• FRAGMENTO PROPORCIONADO:
********
Evangelio según San Lucas 17, 11-19

Mientras se dirigía a Jerusalén, Jesús pasaba a través de Samaría y Galilea. Al entrar en un poblado, le salieron al encuentro diez leprosos, que se detuvieron a distancia y empezaron a gritarle: “¡Jesús, Maestro, ten compasión de nosotros!”. Al verlos, Jesús les dijo: “Vayan a presentarse a los sacerdotes”. Y en el camino quedaron purificados. Uno de ellos, al comprobar que estaba sanado, volvió atrás alabando a Dios en voz alta y se arrojó a los pies de Jesús con el rostro en tierra, dándole gracias. Era un samaritano. Jesús le dijo entonces: “¿Cómo, no quedaron purificados los diez? Los otros nueve, ¿dónde están? ¿Ninguno volvió a dar gracias a Dios, sino este extranjero?”. Y agregó: “Levántate y vete, tu fe te ha salvado”.


En el evangelio de este domingo, Lucas nos habla del encuentro de Jesús con un grupo de leprosos. El relato se divide en dos escenarios. Una sola historia, relatada en dos tiempos, por la cual el evangelista profundizará en el mensaje del Señor.

La salida al encuentro de Jesús por parte de un grupo de leprosos, marco del primer momento del relato, nos ubica frente aquellos que lo habían perdido todo. La enfermedad, en tiempos de Jesús, marginaba a las personas del resto de la sociedad. Los convertía en despreciables, pecadores, condenándolos andar errantes en busca de consuelo.

¿Cómo no pensar hoy en la indiferencia del mundo frente los refugiados, que salen al encuentro pidiendo ayuda? ¿Cómo no preguntarnos por nuestra falta de interés frente a los más pobres de nuestro país? ¿Cómo no sentirnos interpelados por nuestra apatía, frente a aquella o aquel extraño, que hoy toca la puerta de nuestro hogar? Todos ellos, como los leprosos que se detienen a distancia frente al Señor, levantan hoy su voz diciéndonos “ten compasión de nosotros”.

Sin embargo, podríamos pensar también de qué modo nosotros mismos hemos pasado por momentos, en los que la vida nos ha dejado en la intemperie. ¿De qué modo me miro el Señor en esos instantes? ¿Cuáles fueron sus palabras? El evangelista, no nos describe qué vieron los leprosos en los ojos del Señor, sino, lo que oyeron. Una palabra, que los hacía retornar confiados y les abría a la vida.

Lo sucedido en el camino, marca en el relato de Lucas, la apertura al segundo momento de nuestra historia. En el camino, guiados por la confianza de aquellos ojos que los había mirado distinto, se sucede el milagro. Con cada paso, a través del sendero marcado por Jesús, los leprosos, veían caer poco a poco las capas de indignidad, que los había marginado del resto de los hombres. Si bien el milagro, posee la cualidad de sorprendernos, aloja también el peligro de dejarnos encerrados en nosotros mismos. Deleitándonos en nuestra propia experiencia.
********
• INSTRUCCIONES DE LA TAREA: Prolonga la reflexión sobre los diez leprosos a partir de su última oración. Las filas que vienen a continuación son un material aparte, sin relación con la reflexión sobre los diez leprosos.
********
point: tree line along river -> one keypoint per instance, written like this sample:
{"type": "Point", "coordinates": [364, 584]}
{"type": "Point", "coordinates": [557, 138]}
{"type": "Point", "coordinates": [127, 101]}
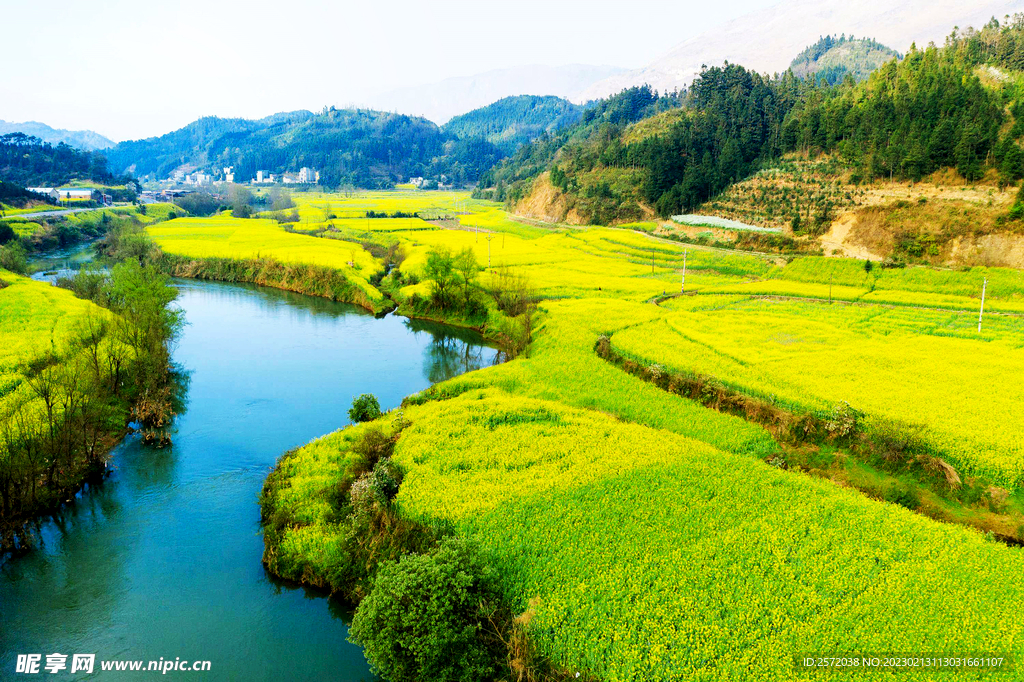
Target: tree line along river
{"type": "Point", "coordinates": [163, 560]}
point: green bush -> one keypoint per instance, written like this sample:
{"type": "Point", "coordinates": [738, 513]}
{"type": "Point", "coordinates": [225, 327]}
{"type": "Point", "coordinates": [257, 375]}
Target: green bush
{"type": "Point", "coordinates": [904, 496]}
{"type": "Point", "coordinates": [12, 258]}
{"type": "Point", "coordinates": [365, 409]}
{"type": "Point", "coordinates": [6, 232]}
{"type": "Point", "coordinates": [428, 617]}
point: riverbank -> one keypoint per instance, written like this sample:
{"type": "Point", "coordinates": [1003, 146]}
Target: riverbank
{"type": "Point", "coordinates": [177, 528]}
{"type": "Point", "coordinates": [74, 377]}
{"type": "Point", "coordinates": [598, 498]}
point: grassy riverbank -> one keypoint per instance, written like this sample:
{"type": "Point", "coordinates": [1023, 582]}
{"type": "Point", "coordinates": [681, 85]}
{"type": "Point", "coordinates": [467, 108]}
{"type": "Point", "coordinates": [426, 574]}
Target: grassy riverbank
{"type": "Point", "coordinates": [73, 376]}
{"type": "Point", "coordinates": [642, 531]}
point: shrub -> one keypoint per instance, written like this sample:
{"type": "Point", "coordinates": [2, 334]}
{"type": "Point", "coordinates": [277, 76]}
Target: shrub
{"type": "Point", "coordinates": [365, 409]}
{"type": "Point", "coordinates": [6, 232]}
{"type": "Point", "coordinates": [385, 480]}
{"type": "Point", "coordinates": [427, 615]}
{"type": "Point", "coordinates": [12, 258]}
{"type": "Point", "coordinates": [904, 496]}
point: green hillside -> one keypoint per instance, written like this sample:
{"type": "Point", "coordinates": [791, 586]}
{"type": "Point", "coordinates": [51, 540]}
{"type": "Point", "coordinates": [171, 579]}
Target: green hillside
{"type": "Point", "coordinates": [356, 146]}
{"type": "Point", "coordinates": [512, 122]}
{"type": "Point", "coordinates": [953, 107]}
{"type": "Point", "coordinates": [832, 58]}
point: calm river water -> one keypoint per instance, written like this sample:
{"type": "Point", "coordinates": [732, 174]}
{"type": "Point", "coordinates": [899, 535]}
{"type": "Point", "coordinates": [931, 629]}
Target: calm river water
{"type": "Point", "coordinates": [163, 560]}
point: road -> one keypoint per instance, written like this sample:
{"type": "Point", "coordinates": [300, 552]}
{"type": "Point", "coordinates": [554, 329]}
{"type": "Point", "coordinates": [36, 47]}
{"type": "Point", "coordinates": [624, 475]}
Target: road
{"type": "Point", "coordinates": [54, 213]}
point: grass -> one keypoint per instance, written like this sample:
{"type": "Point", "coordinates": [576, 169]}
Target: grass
{"type": "Point", "coordinates": [656, 538]}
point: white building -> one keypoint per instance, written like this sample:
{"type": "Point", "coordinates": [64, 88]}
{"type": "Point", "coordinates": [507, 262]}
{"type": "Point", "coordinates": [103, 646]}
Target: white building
{"type": "Point", "coordinates": [84, 194]}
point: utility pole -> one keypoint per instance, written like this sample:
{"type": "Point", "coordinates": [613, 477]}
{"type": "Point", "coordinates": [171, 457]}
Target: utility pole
{"type": "Point", "coordinates": [984, 286]}
{"type": "Point", "coordinates": [682, 285]}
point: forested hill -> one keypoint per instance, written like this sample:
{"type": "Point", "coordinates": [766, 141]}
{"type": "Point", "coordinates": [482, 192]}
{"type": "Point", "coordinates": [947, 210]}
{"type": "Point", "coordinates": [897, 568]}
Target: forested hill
{"type": "Point", "coordinates": [82, 139]}
{"type": "Point", "coordinates": [604, 120]}
{"type": "Point", "coordinates": [512, 122]}
{"type": "Point", "coordinates": [832, 58]}
{"type": "Point", "coordinates": [348, 146]}
{"type": "Point", "coordinates": [955, 105]}
{"type": "Point", "coordinates": [28, 161]}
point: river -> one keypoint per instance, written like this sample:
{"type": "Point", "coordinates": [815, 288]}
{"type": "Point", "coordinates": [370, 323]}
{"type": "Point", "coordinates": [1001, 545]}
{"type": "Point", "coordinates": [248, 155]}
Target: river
{"type": "Point", "coordinates": [163, 560]}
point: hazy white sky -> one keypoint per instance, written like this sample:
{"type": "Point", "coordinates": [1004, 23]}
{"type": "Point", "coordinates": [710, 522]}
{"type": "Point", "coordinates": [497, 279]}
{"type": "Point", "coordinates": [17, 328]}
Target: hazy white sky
********
• TU RESPUESTA:
El relato continúa, indicando que solo uno de los diez, cae en la cuenta de haber sido sanado. Ese solo, deja que en él se lleve a cabo el segundo movimiento que provoca la confianza y la fe en nuestro Señor, la gratitud. Este caudal, que brota del corazón desbordado por la gracia, hace que tornemos nuevamente nuestra mirada al Cristo de Dios. La fe en Jesús, de este hombre que regresa, lo libera de no quedar encerrado en el milagro. Esa misma fe, que nos hace ver más allá de nosotros mismos, es la que nos hace ver en el rostro del otro, la mirada del Señor.

La escena, termina con Jesús interrogando al hombre que, arrojado ante sus pies, no para de alabarlo. Cómo ¿No eran diez, y los otros nueve dónde están? ¿Ninguno volvió a dar gracias, sino este extranjero? Preguntas que no pretenden respuestas, sino sorpresas en cada uno de nuestros corazones.

El discurso final del Señor al que, aún permanece postrado en tierra en señal de agradecimiento, se convierte en palabras de vida, envío y sobreabundancia. “Levántate y vete tu fe te ha salvado”. El evangelio, palabra de Dios que transforma nuestras vidas, rompe las barreras de mi intimidad. Porque el milagro de nuestra salvación, se haya tanto en aquello operado por Dios gratuitamente en nuestra vida; pero más aún, en la acción de gracias del hombre, que en su libertad es capaz de levantar los ojos al cielo, y sentirse abrazado por el Dios de la vida.

Pidamos el Señor en este domingo, que envíe su Espíritu a nuestros corazones, para que el don de la fe que nos ha sido dado, nos mueva a ir más allá del milagro operado en nuestras propias vidas. Abriéndonos al rostro del pobre, del extraño y del extranjero, portadores de la Salvación de Jesús.